> _Instructions to follow_
Every line from the one with "Exercise. Mark the palm" through the end of the records below should be restated word for word, and nothing outside that span.

(Point-per-instance localization data)
------------------------------------

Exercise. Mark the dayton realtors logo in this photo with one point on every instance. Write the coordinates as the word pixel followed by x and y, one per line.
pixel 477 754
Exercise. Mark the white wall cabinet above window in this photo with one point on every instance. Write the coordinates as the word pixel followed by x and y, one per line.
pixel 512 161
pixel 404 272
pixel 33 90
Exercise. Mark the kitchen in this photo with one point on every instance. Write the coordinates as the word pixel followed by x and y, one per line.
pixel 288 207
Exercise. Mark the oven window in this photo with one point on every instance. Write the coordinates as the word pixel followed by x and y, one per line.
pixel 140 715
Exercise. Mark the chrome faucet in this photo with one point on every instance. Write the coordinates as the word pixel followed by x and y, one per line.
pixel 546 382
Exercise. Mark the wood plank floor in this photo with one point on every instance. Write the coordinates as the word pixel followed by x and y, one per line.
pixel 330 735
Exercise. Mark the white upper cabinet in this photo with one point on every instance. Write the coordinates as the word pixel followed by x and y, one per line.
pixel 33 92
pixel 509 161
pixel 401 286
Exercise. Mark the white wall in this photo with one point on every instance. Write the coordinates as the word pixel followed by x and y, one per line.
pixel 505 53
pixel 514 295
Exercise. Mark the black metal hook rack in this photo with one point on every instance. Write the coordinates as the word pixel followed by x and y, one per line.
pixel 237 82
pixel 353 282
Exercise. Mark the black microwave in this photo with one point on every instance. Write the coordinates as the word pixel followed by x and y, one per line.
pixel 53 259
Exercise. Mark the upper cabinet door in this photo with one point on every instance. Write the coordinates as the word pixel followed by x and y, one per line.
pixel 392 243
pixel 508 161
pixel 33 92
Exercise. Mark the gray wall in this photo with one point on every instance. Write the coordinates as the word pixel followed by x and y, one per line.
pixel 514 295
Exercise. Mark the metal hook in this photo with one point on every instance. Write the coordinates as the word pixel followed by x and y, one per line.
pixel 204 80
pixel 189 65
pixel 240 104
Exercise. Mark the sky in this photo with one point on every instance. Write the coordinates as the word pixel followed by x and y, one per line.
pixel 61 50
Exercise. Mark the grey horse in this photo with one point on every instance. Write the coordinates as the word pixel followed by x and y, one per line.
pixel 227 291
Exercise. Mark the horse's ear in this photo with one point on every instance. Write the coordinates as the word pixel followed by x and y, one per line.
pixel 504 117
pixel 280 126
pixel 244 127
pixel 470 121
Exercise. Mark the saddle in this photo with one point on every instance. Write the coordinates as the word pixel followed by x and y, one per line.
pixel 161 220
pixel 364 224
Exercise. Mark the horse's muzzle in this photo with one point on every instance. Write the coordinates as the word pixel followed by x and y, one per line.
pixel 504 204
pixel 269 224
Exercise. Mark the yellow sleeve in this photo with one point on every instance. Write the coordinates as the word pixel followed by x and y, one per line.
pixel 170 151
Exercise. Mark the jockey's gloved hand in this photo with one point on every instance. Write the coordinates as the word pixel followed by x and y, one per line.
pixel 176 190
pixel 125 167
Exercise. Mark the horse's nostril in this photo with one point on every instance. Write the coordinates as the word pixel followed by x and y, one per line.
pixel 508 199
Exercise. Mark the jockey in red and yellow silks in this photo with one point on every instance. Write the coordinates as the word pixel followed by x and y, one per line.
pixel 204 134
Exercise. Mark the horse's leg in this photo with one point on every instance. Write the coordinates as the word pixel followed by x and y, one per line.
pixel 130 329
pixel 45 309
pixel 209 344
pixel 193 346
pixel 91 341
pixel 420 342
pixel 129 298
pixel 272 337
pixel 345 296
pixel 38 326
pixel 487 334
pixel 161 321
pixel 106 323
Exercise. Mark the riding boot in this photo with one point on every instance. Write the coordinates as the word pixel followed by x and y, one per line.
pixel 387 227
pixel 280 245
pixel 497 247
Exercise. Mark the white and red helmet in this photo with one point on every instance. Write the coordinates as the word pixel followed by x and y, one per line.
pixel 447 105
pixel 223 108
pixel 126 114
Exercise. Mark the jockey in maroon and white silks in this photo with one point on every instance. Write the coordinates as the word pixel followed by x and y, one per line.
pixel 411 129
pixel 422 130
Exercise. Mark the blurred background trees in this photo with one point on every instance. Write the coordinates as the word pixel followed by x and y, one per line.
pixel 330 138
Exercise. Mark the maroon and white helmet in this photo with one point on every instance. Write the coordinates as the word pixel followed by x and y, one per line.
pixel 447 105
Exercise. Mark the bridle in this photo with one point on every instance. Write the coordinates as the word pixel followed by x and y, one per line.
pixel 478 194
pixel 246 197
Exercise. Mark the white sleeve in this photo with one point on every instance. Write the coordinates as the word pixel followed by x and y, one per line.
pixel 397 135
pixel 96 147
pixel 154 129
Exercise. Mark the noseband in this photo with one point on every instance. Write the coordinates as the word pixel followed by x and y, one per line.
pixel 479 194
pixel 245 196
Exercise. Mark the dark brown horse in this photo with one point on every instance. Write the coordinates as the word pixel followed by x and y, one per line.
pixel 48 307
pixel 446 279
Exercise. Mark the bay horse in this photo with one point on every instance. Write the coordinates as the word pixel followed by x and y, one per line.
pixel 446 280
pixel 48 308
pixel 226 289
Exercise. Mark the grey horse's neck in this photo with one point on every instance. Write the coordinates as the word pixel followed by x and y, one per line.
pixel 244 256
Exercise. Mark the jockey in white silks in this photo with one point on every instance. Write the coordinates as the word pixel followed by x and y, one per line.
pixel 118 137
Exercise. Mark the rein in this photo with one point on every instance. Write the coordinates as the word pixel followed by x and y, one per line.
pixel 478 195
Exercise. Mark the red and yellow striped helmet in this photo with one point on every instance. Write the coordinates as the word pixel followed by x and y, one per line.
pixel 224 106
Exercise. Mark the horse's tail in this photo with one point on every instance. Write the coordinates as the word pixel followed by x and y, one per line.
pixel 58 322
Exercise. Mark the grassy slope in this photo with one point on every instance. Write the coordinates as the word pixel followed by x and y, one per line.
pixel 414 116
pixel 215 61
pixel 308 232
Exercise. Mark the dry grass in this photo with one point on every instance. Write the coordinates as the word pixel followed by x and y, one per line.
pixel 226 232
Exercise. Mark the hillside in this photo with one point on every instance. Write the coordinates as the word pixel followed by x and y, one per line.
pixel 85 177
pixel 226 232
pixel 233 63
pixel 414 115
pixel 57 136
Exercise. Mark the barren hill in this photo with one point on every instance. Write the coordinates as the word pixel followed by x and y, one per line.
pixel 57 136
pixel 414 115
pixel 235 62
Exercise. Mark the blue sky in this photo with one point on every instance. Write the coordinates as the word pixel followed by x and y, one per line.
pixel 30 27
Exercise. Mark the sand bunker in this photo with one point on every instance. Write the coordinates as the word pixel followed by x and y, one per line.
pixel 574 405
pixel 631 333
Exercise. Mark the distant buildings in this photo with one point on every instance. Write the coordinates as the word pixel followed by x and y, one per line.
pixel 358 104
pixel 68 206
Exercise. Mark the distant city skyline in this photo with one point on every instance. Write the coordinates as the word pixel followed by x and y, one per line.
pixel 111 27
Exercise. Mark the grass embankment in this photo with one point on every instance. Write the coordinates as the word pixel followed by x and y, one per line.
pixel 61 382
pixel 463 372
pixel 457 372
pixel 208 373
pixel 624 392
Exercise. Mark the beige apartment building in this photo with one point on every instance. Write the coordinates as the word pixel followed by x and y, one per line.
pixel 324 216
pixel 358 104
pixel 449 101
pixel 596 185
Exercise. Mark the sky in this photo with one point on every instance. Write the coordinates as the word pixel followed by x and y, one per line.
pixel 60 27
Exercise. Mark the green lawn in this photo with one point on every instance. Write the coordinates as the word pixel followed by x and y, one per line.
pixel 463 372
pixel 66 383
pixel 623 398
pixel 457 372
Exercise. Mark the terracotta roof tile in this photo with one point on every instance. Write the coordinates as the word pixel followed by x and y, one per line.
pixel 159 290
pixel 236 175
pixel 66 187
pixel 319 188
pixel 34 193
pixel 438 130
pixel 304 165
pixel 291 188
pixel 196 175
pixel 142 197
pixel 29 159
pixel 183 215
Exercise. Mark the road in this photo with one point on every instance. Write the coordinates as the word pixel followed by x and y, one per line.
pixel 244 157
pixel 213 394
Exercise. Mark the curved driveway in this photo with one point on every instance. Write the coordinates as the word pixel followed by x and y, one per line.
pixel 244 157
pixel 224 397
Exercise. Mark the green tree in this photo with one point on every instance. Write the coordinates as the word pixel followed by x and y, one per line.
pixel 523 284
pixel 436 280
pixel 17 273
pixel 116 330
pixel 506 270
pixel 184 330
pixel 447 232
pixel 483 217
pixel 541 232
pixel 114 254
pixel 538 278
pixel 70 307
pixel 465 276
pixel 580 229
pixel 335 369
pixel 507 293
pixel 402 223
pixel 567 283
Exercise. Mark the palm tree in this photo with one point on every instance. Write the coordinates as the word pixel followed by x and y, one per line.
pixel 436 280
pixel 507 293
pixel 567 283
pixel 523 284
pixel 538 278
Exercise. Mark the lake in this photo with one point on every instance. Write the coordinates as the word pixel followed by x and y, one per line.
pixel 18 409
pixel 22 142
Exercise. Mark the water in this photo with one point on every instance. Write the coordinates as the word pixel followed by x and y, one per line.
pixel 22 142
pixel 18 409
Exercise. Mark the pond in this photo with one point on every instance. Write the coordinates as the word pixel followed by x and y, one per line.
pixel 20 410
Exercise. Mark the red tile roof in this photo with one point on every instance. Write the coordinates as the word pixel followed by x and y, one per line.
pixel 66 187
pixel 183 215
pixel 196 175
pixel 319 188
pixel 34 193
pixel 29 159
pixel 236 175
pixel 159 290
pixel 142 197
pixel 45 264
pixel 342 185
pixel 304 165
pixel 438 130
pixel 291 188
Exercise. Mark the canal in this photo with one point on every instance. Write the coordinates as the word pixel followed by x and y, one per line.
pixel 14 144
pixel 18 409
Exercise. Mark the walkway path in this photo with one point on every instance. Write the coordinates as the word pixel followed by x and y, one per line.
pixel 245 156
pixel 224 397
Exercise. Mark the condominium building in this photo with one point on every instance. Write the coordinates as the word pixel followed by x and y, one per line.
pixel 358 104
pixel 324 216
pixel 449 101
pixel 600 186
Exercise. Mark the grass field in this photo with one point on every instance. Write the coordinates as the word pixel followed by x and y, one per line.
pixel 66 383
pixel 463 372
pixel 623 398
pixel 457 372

------------------------------------

> _Answer area_
Exercise. Mark the palm tree in this photo with one point on every instance. Write the coordinates as the word pixel followed by x and y, one per line.
pixel 436 280
pixel 507 293
pixel 567 283
pixel 523 284
pixel 538 278
Exercise. Mark the lake in this photo with one point on every instance. Write the coordinates as the word pixel followed by x and y, one per line.
pixel 18 409
pixel 22 142
Exercise. Mark the water in this photo with one point on every instance. Write the coordinates as the word pixel followed by x and y, one per line.
pixel 22 142
pixel 18 409
Exercise. Mark the pond in this photo with one point on every instance. Write the coordinates as the word pixel followed by x and y, one per line.
pixel 20 410
Exercise. Mark the red tile roof in this photo with one point on every instance. Write the coordinates as the word pixel followed by x and y, one per line.
pixel 66 187
pixel 183 215
pixel 196 175
pixel 319 188
pixel 34 193
pixel 29 159
pixel 236 175
pixel 159 290
pixel 142 197
pixel 45 264
pixel 342 185
pixel 304 165
pixel 438 130
pixel 291 188
Exercise. Mark the canal in this photo with one point on every instance. Write the coordinates as the word pixel followed by x and y, one per line.
pixel 14 144
pixel 18 409
Exercise. Mark the walkway path in this photo with one point on every instance. Write the coordinates as the word pixel followed by x and y, one per line.
pixel 245 156
pixel 224 397
Exercise. Mark the condominium building in this photo with one point on every instance. Write the coordinates as the word pixel followed by x and y, one per line.
pixel 358 104
pixel 324 216
pixel 449 101
pixel 600 186
Exercise. Mark the grass field in this photo with one point on every instance. Write the coordinates as the word pixel followed by x and y, one per line.
pixel 66 383
pixel 463 372
pixel 623 398
pixel 457 372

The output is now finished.